_SOURCE DOCUMENT_
=======

Scanning a file
Steve Holden
steve at holdenweb.com
Mon Oct 31 19:18:42 EST 2005
Paul Watson wrote:
> Steve Holden wrote:
>
>>>Since everyone needs this, how about building it in such that files
>>>which are closed by the runtime, and not user code, are reported or
>>>queryable? Perhaps a command line switch to either invoke or suppress
>>>reporting them on exit.
>>>
>>
>>This is a rather poor substitute from correct program design and
>>implementation. It also begs the question of exactly what constitutes a
>>"file". What about a network socket that the user has run makefile() on?
>>What about a pipe to another process? This suggestion is rather
>>ill-defined.
>>
>>
>>>Is there any facility for another program to peer into the state of a
>>>Python program? Would this be a security problem?
>>
>>It would indeed be a security problem, and there are enough of those
>>already without adding more.

=======

_DATASET_
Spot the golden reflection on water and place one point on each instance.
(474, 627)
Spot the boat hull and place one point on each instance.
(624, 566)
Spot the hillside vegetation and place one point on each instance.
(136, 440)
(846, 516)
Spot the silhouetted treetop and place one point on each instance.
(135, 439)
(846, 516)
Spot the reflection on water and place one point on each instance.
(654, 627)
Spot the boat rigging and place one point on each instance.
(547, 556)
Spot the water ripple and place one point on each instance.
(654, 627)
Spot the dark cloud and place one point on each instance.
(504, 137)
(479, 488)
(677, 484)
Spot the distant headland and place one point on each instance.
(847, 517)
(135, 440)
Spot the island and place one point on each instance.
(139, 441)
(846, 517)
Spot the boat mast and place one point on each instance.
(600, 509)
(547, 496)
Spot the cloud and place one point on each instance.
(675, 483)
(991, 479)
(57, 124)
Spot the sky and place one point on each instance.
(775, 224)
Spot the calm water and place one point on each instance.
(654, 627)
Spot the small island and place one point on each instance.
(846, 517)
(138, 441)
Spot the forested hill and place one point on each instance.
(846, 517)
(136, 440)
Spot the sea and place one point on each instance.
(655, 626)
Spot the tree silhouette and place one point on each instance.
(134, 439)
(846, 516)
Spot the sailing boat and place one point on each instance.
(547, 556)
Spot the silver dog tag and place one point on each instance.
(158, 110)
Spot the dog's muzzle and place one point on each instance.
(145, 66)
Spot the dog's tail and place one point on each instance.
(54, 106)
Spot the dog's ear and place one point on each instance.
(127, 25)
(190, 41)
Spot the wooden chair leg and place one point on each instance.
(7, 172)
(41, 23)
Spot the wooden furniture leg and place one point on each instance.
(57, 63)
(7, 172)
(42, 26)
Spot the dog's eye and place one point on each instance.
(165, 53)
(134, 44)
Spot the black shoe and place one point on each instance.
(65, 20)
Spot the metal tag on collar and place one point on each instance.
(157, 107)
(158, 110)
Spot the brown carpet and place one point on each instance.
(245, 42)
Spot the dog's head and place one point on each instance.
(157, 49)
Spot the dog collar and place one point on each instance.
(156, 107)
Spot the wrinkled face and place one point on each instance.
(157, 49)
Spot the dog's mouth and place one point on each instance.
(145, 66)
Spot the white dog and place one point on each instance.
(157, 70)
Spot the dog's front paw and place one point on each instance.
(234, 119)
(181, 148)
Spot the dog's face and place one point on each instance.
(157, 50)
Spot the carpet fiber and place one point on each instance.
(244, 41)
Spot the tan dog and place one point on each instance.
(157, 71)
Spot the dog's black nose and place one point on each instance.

=======

_COMPLETE THE FOLLOWING_
1. Summarize the "Scanning a file" post in two sentences.
2. Display every line of the entries that contains the string "island".

_SET OF ANSWERS_
1. A proposal suggests building in a way to report or query files closed by the runtime rather than by user code, perhaps with a command-line switch, and asks whether another program could peer into a running Python program's state. Steve Holden replies that the idea is a poor substitute for correct program design, is ill-defined because it is unclear what counts as a "file" (such as a socket after makefile() or a pipe to another process), and that peering into a program's state would indeed be a security problem.

2.
Spot the island and place one point on each instance.
Spot the small island and place one point on each instance.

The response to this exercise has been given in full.